Data supplied —
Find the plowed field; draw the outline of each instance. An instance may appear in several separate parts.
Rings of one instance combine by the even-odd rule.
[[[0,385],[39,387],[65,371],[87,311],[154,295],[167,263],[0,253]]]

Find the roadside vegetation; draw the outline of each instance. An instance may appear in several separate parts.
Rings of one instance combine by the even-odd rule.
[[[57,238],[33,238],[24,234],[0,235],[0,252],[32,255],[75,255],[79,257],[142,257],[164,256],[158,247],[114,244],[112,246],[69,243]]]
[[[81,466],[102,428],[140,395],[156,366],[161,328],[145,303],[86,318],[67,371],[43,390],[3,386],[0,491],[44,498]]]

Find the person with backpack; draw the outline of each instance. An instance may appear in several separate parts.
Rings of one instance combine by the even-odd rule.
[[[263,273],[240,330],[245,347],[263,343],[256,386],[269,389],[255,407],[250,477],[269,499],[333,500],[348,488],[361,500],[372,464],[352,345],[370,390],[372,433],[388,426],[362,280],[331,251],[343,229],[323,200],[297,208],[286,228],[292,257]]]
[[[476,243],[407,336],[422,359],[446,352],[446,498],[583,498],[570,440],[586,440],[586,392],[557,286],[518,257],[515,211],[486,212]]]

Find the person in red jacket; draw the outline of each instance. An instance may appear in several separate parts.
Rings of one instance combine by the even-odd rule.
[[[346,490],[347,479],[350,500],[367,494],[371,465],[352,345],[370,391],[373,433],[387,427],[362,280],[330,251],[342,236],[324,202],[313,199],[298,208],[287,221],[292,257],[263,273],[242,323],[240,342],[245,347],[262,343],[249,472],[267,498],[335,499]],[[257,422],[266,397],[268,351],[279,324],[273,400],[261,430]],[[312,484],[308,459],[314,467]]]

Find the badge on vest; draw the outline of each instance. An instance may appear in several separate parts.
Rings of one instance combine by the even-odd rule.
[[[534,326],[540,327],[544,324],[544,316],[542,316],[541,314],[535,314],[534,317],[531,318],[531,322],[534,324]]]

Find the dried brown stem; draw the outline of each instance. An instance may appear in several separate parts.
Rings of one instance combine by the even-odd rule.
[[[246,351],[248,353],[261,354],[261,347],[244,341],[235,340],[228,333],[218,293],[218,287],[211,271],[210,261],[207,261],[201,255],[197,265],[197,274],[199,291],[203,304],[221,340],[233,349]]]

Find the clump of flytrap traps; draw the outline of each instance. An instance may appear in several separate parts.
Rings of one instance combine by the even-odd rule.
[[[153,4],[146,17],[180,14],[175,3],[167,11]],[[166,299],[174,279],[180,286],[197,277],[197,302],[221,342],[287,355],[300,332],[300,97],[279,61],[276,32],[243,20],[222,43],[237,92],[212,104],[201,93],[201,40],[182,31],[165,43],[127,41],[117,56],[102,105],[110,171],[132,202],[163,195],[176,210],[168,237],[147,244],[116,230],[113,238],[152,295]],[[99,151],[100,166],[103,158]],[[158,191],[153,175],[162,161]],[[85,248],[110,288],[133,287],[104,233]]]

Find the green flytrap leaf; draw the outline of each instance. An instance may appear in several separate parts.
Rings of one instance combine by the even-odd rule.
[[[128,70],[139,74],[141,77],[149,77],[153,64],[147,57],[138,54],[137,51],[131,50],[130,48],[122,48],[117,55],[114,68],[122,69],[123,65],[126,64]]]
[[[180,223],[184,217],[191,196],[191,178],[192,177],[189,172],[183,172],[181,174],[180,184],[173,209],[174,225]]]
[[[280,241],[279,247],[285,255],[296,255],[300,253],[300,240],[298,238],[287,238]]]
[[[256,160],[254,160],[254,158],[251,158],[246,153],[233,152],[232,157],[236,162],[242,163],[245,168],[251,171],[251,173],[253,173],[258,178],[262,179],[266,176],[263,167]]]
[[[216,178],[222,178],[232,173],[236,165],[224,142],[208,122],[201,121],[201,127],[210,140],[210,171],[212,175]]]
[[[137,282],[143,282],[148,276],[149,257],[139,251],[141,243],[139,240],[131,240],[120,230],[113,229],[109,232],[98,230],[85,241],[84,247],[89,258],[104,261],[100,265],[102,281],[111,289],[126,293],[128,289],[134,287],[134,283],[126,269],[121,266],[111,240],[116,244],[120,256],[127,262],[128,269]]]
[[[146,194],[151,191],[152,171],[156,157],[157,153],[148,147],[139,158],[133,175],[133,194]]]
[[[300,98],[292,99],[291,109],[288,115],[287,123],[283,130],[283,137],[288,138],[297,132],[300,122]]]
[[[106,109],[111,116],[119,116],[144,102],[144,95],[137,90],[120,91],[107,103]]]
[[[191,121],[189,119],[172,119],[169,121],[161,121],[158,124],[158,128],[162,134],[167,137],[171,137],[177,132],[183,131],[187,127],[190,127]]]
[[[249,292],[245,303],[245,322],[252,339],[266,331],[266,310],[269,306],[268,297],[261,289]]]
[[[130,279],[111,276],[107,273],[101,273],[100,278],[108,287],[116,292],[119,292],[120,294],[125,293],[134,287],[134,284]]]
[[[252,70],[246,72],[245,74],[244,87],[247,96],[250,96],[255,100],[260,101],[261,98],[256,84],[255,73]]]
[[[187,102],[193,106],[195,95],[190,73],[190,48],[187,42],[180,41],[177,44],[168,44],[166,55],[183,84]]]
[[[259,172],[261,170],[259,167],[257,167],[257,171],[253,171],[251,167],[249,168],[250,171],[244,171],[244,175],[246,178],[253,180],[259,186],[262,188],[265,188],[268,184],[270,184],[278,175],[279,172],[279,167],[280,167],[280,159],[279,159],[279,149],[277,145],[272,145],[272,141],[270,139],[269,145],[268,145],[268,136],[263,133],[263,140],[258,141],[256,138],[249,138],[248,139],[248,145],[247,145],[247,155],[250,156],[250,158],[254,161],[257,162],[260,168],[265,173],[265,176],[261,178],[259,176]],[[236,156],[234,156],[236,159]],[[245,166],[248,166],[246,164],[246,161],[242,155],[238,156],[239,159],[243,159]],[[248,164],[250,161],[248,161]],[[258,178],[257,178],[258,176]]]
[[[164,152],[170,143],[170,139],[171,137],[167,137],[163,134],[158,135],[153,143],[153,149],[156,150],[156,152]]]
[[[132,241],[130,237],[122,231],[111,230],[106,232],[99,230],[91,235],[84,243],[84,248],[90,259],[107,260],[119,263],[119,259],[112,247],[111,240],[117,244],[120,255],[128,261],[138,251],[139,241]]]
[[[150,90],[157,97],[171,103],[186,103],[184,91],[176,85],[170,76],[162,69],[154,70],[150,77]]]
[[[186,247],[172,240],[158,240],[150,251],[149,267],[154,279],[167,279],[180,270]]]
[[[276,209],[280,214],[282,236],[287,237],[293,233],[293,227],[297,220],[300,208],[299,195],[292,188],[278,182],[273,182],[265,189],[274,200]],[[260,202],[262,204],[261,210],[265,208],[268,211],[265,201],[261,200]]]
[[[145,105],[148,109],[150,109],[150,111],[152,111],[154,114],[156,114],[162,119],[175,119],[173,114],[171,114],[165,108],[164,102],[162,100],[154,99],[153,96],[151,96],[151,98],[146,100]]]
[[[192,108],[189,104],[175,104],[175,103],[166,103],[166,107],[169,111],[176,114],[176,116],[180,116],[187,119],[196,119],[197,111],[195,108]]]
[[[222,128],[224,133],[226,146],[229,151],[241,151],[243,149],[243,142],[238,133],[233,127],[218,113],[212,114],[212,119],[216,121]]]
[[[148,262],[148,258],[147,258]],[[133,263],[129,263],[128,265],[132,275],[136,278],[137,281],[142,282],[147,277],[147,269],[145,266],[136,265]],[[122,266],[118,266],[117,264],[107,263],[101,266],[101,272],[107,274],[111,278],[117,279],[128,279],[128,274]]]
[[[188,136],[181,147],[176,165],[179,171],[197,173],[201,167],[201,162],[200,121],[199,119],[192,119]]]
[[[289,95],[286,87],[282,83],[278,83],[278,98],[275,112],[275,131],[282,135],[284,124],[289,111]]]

Work to complete — Please copy each line of the material that contains the word "person".

Response below —
Find the person with backpack; draw the outline of each instance. An instance may appear in several separate parts.
Find the person in red jacket; draw the outline of each instance. An instance may appear in several separate parts.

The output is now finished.